Image-grounded pointing data
=====

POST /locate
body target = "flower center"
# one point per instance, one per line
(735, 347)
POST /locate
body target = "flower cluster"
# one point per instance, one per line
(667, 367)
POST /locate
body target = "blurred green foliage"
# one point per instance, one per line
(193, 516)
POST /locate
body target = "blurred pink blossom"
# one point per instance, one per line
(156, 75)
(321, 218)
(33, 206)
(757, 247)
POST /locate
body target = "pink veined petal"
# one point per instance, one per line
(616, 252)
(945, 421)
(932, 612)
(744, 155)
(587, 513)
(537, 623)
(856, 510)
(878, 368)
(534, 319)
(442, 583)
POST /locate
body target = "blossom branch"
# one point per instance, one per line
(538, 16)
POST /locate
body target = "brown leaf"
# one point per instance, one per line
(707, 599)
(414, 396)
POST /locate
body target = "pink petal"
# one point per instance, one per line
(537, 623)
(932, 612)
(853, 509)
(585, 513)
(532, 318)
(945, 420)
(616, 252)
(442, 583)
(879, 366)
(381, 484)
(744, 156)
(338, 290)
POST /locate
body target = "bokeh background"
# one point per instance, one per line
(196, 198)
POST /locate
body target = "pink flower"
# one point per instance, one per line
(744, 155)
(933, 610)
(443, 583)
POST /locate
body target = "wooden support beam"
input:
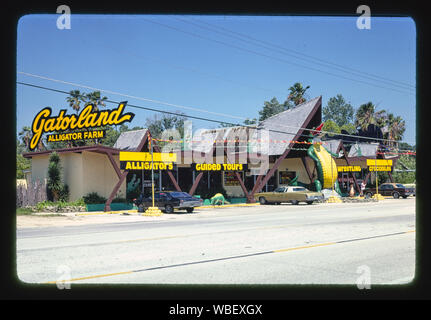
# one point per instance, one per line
(115, 190)
(348, 163)
(114, 164)
(171, 176)
(272, 170)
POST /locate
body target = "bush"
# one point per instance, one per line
(63, 194)
(94, 198)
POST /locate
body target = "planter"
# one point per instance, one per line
(115, 206)
(237, 200)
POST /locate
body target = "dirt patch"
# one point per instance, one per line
(74, 219)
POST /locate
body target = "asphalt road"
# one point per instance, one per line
(285, 244)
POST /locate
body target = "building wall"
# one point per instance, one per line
(295, 164)
(99, 175)
(83, 172)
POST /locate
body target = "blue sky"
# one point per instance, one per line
(202, 62)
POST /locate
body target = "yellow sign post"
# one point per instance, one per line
(153, 210)
(148, 161)
(379, 165)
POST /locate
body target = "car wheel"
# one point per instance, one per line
(169, 208)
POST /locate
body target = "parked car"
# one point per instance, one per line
(167, 201)
(395, 190)
(292, 194)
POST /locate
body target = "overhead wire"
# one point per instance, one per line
(277, 58)
(214, 120)
(296, 54)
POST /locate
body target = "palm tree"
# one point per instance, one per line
(96, 100)
(365, 115)
(25, 135)
(297, 92)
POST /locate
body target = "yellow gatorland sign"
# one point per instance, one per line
(87, 118)
(142, 160)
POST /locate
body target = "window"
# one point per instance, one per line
(284, 177)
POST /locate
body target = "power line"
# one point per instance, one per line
(216, 121)
(129, 96)
(276, 58)
(299, 55)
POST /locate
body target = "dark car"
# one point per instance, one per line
(167, 201)
(395, 190)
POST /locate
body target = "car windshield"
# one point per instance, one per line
(179, 194)
(299, 189)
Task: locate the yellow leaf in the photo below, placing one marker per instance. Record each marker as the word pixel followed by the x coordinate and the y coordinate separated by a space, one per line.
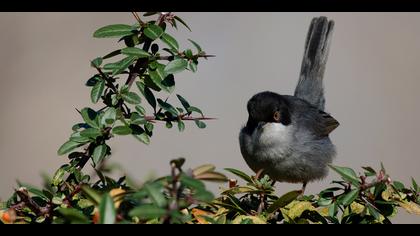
pixel 254 219
pixel 296 208
pixel 198 213
pixel 357 207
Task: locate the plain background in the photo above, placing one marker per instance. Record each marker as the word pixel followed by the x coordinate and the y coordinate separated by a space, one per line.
pixel 372 82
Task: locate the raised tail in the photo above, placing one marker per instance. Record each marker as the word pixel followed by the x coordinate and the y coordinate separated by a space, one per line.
pixel 310 86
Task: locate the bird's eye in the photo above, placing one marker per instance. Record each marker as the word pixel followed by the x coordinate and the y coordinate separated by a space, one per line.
pixel 276 116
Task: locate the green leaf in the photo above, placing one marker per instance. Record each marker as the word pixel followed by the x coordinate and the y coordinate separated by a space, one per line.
pixel 183 101
pixel 194 109
pixel 109 116
pixel 167 107
pixel 157 76
pixel 203 195
pixel 200 124
pixel 73 215
pixel 283 200
pixel 398 185
pixel 182 22
pixel 212 176
pixel 98 154
pixel 91 194
pixel 176 66
pixel 332 209
pixel 191 182
pixel 121 130
pixel 35 191
pixel 59 174
pixel 155 195
pixel 107 211
pixel 140 110
pixel 168 83
pixel 137 119
pixel 112 54
pixel 203 169
pixel 196 45
pixel 149 126
pixel 188 53
pixel 153 32
pixel 123 64
pixel 131 98
pixel 347 174
pixel 89 116
pixel 193 66
pixel 373 212
pixel 170 41
pixel 93 80
pixel 369 170
pixel 415 186
pixel 147 212
pixel 144 138
pixel 97 91
pixel 90 133
pixel 350 197
pixel 136 52
pixel 181 125
pixel 148 94
pixel 113 31
pixel 240 174
pixel 96 62
pixel 68 147
pixel 77 137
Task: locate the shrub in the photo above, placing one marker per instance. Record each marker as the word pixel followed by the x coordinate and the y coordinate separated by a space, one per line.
pixel 71 196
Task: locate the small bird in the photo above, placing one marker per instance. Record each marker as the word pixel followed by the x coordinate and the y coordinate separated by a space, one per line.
pixel 287 137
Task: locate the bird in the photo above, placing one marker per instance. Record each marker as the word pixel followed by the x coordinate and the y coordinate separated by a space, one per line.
pixel 287 136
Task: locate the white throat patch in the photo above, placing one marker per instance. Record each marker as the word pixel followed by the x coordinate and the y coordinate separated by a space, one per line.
pixel 271 134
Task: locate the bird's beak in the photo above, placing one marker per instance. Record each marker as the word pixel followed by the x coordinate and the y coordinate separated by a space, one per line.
pixel 261 124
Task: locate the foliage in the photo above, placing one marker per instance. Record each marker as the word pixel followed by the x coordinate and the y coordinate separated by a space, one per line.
pixel 149 59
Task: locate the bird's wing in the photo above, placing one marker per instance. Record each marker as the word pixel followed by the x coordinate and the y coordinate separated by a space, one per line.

=====

Determine how many lines of the entries contain the string "blossom", and reply with nothing but the number.

### TASK OUTPUT
2